Select, from the data, each line where "wooden" occurs.

---- Listed records

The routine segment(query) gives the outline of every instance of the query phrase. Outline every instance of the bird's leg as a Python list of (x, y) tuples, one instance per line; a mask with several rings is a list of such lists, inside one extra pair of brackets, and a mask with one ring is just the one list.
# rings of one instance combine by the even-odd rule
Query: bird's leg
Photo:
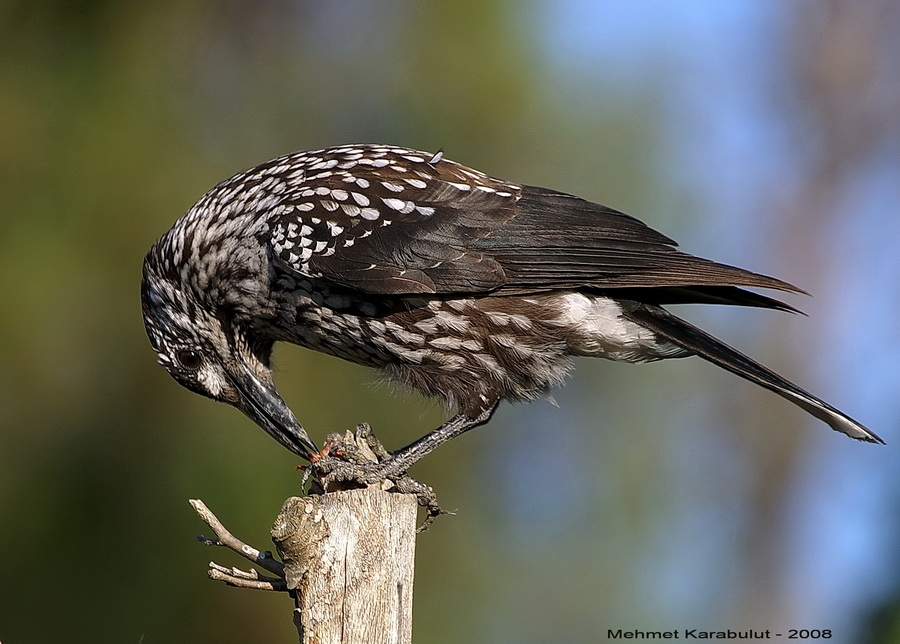
[[(304, 468), (304, 481), (310, 473), (316, 473), (318, 480), (310, 488), (310, 492), (315, 494), (322, 494), (332, 487), (342, 489), (348, 483), (351, 487), (358, 486), (367, 480), (373, 467), (390, 459), (391, 453), (384, 448), (369, 424), (362, 423), (357, 426), (355, 434), (347, 432), (343, 436), (329, 435), (322, 452)], [(397, 476), (375, 478), (373, 482), (385, 480), (389, 480), (393, 489), (400, 494), (415, 496), (419, 505), (425, 509), (425, 521), (417, 532), (427, 530), (440, 515), (451, 514), (441, 509), (430, 486), (420, 483), (409, 474), (404, 472)]]
[[(317, 458), (309, 464), (307, 473), (312, 473), (319, 479), (323, 492), (329, 490), (334, 483), (339, 484), (338, 487), (345, 487), (348, 483), (366, 486), (390, 481), (397, 492), (414, 494), (419, 505), (425, 508), (425, 522), (418, 530), (422, 532), (428, 529), (435, 518), (449, 513), (437, 504), (431, 487), (419, 483), (406, 471), (447, 441), (488, 422), (498, 404), (499, 402), (494, 402), (474, 417), (457, 414), (434, 431), (394, 453), (384, 448), (366, 423), (356, 428), (355, 436), (349, 432), (343, 438), (332, 434), (328, 437), (328, 443), (332, 446), (330, 454), (339, 456), (329, 454)], [(341, 483), (344, 485), (340, 485)]]
[[(384, 480), (396, 482), (424, 456), (460, 434), (488, 422), (494, 410), (497, 409), (497, 405), (497, 402), (493, 403), (474, 417), (457, 414), (416, 442), (393, 453), (388, 453), (384, 449), (368, 425), (360, 425), (357, 429), (357, 438), (368, 444), (378, 459), (377, 463), (361, 462), (359, 459), (320, 458), (310, 465), (311, 471), (319, 475), (326, 483), (326, 487), (327, 483), (333, 481), (352, 481), (362, 485), (370, 485)], [(335, 444), (338, 445), (338, 443)], [(349, 456), (349, 454), (346, 455)]]
[(416, 442), (393, 452), (389, 459), (379, 463), (378, 467), (372, 470), (374, 478), (372, 481), (368, 482), (394, 478), (395, 476), (404, 474), (420, 459), (427, 456), (447, 441), (452, 440), (461, 434), (465, 434), (470, 429), (475, 429), (479, 425), (484, 425), (491, 419), (498, 404), (499, 403), (495, 402), (490, 408), (485, 409), (474, 418), (466, 414), (457, 414), (437, 429), (425, 434), (425, 436)]

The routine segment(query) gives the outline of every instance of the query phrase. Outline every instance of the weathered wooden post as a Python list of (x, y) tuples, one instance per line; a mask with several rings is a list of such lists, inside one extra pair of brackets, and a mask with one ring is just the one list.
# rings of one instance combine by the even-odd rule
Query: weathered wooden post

--------

### Problem solution
The routine segment(query) gives the outline of every instance of the query phrase. Outline every instance of the weathered wooden post as a Python list of (x, y) tuples, one instance per line; a mask with several rings is a list of such lists, inside one extra pair of brackets, and a mask with one ring is just the one list.
Query: weathered wooden post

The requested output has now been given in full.